◆ SOURCE RECORDS

###

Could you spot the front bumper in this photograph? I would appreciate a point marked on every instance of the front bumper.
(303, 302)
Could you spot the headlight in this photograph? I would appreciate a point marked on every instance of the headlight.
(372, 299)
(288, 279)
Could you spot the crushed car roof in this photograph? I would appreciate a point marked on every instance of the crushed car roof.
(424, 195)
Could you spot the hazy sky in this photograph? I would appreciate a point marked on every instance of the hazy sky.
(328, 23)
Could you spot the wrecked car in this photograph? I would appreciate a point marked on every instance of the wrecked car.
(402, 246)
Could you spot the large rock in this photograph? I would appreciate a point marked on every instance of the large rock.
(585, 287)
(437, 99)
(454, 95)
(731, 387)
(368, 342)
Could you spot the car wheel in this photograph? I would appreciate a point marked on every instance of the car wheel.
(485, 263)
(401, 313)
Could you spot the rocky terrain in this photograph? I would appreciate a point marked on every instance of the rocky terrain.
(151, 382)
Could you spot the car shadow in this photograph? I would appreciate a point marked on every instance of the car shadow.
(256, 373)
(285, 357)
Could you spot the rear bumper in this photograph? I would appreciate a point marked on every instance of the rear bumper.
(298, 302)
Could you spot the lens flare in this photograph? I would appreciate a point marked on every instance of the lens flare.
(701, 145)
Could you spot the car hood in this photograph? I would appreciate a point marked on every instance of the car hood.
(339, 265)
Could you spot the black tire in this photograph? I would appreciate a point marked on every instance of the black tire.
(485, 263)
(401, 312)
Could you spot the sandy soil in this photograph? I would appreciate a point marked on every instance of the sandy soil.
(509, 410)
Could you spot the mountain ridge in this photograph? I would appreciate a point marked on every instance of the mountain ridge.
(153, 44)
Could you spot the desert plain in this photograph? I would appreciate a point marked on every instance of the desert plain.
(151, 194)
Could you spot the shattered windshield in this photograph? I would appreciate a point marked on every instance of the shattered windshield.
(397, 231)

###

Rewrite only the part of the material that runs from the line containing "Could you spot the headlight" through the end, swapping "appreciate" for "like" and changing nothing else.

Could you spot the headlight in this photograph? I would like a point marked on every instance of the headlight.
(372, 299)
(288, 279)
Could you spot the crushed car roof in this photograph? I would like a point marked on every instance of the crushed car roof.
(424, 195)
Could you spot the hazy sky in this photograph? I would like a point marked on every instance of the hazy sky.
(328, 23)
Could you spot the wrecked car in this photograph? I would like a point marked on every instance of the wrecked car.
(402, 246)
Could you spot the large rock in this photograph? I would like a point marked on every instance of the large rock.
(585, 287)
(437, 99)
(454, 95)
(731, 387)
(368, 342)
Could you spot the car wheel in this photograph? I would like a point marked on every instance of the car wheel.
(485, 263)
(401, 313)
Could you spot the rocky terrain in this photograph? I would like a point marked on every instance of the rocky terrain.
(151, 382)
Could you spot the car shadow in this photograph? I would like a point marked on every instance of the car shadow.
(256, 373)
(285, 357)
Could you spot the rear bumper in this photograph? I would like a point marked on every instance of the rear bumper.
(298, 302)
Could you spot the lens flare in this photograph? I would like a point marked on every instance of the lens flare.
(701, 145)
Could you spot the car hood in this photograph? I would like a point marked on every instance of the car hood.
(339, 265)
Could you spot the black tire in this photograph? I would like a point marked on every instance of the black tire.
(485, 263)
(401, 312)
Could you spot the sandy soil in this photograph? I would like a point marked on every instance of the sandy soil.
(509, 410)
Could you spot the mountain ridge in this photograph? I would like a point marked on every instance of the mountain ridge.
(153, 44)
Could you spot the desert plain in this photograph? I would like a point marked on every instance of the desert plain.
(151, 194)
Could you spot the shattered windshield in this photograph? I would like a point marked on every instance of the shattered windshield.
(397, 231)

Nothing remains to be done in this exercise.